● Required work
All entries given below are to be returned word for word.

● Records for the exercise
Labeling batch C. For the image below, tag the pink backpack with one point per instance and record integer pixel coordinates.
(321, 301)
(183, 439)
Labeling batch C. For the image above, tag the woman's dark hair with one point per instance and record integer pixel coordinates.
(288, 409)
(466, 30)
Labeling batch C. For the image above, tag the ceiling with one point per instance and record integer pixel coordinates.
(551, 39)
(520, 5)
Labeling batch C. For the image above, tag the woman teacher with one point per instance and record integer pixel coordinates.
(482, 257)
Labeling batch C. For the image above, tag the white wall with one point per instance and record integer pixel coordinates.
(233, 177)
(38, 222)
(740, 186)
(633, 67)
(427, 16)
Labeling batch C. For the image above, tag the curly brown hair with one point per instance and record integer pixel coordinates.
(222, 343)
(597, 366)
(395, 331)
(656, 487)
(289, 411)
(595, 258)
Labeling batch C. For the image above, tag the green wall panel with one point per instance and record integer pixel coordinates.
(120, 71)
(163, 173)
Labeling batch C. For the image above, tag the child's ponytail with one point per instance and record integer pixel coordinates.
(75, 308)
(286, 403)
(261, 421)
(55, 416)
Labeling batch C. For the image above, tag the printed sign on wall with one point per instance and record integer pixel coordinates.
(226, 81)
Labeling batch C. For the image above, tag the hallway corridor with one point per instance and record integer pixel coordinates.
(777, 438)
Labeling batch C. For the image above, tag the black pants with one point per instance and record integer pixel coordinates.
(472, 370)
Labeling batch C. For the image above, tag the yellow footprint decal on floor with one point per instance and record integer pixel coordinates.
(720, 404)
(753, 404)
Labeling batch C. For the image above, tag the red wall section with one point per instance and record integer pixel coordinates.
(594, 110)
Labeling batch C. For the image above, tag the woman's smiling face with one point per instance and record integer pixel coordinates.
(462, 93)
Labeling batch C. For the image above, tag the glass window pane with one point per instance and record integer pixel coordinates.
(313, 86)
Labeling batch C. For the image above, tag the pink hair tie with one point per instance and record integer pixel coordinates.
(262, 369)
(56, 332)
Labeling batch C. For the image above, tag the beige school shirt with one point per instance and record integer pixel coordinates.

● Exercise solution
Labeling batch C. For the image below, tag the pink backpack with one point per instance and record integer pixel coordinates.
(321, 301)
(183, 439)
Labeling batch C. For the image above, tag the woman's dark hair with one point per instance and record integer pixel coordinates.
(288, 409)
(466, 30)
Labeling batch C. For the image above, tag the ceiling with one point per instance and record integer pixel coordinates.
(551, 39)
(520, 5)
Labeling batch C. For the image above, tag the woman teacher with one point per instance and record integer pixel coordinates.
(482, 257)
Labeling batch C. For the image above, tag the white wall with one point per instance and record integer pixel coordinates.
(233, 177)
(38, 222)
(740, 186)
(633, 67)
(427, 16)
Labeling batch C. For the image above, tag the curly brown hair with one point per instance and record integer pixel coordinates.
(222, 343)
(597, 366)
(395, 331)
(656, 487)
(289, 411)
(595, 258)
Labeling batch C. For the image above, tag the green wall panel with one point per instance and record integer pixel coordinates.
(120, 71)
(163, 173)
Labeling batch C. For the image above, tag the child's ponytail with one point per instance and record integer pixel coordinates.
(75, 308)
(286, 403)
(261, 421)
(55, 416)
Labeling batch C. For the image above, tag the printed sign on wall with one point per instance and record integer pixel coordinates.
(226, 81)
Labeling batch C. For the image above, tag the hallway corridor with one point per instance and record integer pixel coordinates.
(777, 438)
Labeling batch C. For the image above, tag the black pants with one point per instance and record integer pixel coordinates.
(472, 370)
Labeling batch C. For the image above, tag the yellow footprint decal on floor with one point per instance and record integer pixel coordinates.
(720, 404)
(753, 404)
Labeling batch C. For the image above, tag the red wall section with one point per instance and record integer pixel coordinates.
(594, 110)
Labeling batch C. For the image above, tag the woman's smiling face with one point per instance and record integer pixel coordinates.
(462, 93)
Labeling batch C. For the image above, tag the glass window pane with one point per instance and record integer pixel coordinates.
(313, 86)
Labeling batch C. For the image above, tag the pink hair tie with one point per instance and record integer pixel coordinates.
(262, 369)
(56, 332)
Labeling batch C. For the image above, tag the beige school shirt with one point per instance and record integer pixel coordinates.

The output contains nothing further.